Point localization data
==================================================
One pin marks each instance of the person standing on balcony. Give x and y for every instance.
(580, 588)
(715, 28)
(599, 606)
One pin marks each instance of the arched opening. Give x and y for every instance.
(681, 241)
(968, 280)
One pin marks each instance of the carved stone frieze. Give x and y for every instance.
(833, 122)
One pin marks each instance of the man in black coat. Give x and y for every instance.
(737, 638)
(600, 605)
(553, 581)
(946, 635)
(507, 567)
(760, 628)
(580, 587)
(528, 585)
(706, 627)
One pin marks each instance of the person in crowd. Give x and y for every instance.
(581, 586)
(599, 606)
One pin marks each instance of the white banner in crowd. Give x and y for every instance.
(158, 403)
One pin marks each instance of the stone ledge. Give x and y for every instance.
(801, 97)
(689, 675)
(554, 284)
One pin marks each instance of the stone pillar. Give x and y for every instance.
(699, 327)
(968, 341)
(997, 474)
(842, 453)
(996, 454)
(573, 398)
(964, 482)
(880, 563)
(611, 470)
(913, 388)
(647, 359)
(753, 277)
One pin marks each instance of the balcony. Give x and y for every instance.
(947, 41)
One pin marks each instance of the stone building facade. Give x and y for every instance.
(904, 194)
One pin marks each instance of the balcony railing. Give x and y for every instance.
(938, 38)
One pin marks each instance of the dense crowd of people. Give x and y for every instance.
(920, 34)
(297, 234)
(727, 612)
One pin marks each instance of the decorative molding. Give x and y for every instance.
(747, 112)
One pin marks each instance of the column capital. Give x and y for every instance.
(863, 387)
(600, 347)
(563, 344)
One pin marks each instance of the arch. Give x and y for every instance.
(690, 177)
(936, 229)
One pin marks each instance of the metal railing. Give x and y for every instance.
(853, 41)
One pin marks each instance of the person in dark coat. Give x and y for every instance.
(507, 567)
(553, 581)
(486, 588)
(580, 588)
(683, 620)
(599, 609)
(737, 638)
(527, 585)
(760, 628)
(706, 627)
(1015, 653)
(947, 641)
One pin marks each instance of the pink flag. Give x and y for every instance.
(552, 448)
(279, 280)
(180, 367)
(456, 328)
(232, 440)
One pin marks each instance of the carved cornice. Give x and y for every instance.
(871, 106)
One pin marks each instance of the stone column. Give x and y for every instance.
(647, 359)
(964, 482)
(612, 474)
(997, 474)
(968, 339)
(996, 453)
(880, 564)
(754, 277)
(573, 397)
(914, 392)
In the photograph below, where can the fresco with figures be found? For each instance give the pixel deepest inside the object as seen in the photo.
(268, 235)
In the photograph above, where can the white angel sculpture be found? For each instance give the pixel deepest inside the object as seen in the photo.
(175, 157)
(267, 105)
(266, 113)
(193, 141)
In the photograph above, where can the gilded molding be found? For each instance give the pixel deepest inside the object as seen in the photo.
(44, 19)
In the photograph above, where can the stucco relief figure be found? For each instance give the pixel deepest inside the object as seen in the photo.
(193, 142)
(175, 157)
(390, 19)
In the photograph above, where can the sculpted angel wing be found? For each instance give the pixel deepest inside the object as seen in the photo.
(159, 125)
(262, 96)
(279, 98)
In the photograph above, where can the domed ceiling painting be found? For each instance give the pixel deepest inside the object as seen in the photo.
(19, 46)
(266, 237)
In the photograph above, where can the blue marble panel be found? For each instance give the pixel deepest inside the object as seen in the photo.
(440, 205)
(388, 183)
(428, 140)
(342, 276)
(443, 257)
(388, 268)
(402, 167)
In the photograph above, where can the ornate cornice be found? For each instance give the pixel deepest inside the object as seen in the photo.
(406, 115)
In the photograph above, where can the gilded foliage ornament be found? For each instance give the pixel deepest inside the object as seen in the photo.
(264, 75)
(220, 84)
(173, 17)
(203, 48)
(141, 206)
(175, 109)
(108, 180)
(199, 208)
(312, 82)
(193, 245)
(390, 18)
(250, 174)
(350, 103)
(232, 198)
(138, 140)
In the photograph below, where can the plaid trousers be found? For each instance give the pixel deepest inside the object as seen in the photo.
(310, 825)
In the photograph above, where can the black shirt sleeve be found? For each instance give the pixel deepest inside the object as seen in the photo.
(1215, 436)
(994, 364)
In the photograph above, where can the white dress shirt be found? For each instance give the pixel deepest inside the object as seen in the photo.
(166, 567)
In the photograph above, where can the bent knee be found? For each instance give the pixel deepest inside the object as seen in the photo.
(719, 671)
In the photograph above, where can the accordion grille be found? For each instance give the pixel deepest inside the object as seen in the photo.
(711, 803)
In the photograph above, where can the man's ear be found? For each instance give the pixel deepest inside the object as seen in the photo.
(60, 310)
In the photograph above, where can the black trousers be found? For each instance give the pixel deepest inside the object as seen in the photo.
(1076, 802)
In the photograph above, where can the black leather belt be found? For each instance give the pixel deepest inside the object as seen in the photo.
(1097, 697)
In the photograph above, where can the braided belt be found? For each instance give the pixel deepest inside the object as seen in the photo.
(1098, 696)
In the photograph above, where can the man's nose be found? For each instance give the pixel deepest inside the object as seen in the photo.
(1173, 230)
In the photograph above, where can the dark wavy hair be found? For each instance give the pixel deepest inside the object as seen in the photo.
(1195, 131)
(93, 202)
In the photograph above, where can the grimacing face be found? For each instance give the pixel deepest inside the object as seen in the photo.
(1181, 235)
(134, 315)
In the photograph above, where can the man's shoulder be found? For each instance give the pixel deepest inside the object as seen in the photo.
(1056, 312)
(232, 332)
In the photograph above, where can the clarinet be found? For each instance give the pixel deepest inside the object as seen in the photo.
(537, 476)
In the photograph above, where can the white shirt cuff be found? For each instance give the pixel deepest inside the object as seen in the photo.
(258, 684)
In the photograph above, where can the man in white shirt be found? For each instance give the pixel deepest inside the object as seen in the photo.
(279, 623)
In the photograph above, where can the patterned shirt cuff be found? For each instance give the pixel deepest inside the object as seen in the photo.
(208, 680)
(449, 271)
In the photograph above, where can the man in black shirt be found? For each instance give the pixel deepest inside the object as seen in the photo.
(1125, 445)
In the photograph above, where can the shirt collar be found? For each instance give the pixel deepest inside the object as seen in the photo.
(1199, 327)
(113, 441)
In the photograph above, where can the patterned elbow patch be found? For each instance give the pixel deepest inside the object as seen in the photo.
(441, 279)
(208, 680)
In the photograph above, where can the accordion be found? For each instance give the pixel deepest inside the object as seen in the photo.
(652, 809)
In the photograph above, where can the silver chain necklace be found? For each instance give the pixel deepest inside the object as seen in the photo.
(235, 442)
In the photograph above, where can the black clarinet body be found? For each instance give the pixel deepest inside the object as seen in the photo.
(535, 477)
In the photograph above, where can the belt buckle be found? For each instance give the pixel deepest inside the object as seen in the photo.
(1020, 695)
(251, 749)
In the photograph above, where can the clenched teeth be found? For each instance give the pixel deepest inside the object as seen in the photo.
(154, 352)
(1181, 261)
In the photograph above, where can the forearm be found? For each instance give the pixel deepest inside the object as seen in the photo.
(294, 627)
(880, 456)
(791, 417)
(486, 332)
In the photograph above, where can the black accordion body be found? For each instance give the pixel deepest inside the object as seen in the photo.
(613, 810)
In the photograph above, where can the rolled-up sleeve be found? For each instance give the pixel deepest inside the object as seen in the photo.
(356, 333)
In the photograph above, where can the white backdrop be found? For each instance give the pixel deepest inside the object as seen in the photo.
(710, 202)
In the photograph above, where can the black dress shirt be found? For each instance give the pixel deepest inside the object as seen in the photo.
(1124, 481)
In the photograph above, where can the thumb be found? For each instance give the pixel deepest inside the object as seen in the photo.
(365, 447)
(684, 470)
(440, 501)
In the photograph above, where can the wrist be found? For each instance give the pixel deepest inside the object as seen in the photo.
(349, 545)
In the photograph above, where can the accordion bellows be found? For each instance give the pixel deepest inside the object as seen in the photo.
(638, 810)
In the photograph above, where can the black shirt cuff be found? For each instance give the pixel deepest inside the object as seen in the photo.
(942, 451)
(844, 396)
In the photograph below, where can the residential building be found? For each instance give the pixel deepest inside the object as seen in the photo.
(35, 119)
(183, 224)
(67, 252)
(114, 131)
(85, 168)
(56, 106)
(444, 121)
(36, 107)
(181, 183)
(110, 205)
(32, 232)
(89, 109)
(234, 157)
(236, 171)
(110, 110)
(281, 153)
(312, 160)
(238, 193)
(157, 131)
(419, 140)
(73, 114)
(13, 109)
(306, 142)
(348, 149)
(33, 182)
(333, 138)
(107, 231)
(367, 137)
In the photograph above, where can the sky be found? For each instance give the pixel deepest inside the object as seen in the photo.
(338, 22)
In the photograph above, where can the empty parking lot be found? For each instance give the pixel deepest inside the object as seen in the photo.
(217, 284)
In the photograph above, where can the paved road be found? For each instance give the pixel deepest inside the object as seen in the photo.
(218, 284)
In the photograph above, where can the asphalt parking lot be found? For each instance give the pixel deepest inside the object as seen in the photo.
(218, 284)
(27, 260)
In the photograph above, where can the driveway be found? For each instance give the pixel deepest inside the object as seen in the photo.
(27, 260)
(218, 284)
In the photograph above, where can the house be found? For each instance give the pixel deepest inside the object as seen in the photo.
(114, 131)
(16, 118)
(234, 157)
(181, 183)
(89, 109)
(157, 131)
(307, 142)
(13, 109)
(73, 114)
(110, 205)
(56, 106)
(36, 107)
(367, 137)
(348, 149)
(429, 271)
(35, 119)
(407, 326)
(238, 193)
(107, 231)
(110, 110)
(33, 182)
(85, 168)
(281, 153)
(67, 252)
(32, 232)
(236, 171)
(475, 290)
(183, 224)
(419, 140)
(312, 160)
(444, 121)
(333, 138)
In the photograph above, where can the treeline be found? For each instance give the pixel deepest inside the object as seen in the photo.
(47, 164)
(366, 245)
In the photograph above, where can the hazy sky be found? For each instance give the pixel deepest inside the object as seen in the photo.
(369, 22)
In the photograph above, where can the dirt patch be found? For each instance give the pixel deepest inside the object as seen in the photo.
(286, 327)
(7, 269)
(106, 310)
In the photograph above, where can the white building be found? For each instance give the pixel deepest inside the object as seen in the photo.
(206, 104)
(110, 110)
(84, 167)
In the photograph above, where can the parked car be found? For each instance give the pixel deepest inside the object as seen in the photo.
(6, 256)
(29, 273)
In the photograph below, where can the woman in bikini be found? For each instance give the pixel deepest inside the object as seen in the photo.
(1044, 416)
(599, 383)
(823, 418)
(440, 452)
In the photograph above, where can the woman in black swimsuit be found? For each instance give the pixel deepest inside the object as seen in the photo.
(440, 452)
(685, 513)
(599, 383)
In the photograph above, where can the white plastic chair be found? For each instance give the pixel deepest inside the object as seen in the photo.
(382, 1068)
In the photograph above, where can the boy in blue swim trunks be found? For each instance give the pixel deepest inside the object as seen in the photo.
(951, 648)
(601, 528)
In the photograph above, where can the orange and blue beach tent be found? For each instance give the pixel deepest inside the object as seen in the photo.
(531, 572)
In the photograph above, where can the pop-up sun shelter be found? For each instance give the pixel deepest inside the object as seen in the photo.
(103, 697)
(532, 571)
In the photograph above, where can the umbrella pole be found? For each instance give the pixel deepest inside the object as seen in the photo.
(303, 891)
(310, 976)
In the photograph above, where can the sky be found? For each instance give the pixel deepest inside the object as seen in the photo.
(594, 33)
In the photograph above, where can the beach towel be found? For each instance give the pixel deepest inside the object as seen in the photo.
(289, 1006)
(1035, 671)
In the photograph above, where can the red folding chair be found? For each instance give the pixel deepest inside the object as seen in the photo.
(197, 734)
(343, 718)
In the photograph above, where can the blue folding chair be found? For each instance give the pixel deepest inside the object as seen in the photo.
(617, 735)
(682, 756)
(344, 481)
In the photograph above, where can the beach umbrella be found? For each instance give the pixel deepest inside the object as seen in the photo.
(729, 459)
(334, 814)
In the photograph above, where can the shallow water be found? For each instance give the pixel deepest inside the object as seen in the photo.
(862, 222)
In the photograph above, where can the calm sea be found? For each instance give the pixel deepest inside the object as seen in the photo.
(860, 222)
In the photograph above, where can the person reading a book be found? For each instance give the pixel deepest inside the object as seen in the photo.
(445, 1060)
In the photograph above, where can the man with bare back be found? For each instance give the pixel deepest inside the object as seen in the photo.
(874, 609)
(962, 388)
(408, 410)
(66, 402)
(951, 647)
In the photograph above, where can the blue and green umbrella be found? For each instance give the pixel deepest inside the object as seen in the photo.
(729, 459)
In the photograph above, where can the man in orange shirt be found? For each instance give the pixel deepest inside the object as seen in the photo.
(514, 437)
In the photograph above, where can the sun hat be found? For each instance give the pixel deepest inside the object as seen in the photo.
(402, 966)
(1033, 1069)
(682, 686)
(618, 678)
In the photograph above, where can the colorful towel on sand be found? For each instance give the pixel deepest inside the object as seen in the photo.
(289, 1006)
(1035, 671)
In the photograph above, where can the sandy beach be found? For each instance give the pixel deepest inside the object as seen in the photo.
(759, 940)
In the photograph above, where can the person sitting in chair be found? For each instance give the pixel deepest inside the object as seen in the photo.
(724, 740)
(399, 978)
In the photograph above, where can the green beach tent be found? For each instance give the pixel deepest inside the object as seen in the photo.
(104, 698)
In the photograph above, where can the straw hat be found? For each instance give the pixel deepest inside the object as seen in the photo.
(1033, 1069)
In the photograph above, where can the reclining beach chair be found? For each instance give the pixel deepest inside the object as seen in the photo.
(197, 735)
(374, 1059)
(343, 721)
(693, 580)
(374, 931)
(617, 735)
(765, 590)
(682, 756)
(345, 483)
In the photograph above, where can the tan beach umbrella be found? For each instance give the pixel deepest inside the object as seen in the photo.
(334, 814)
==================================================
WHAT YOU NEED TO DO: The response should contain only a verbatim copy of the lines from the line with "In the photograph above, where can the tan" to the final line of the records.

ANSWER:
In the photograph above, where can the tan beach umbrella be found? For each instance give the pixel deepest inside the object as seen in the photo.
(334, 814)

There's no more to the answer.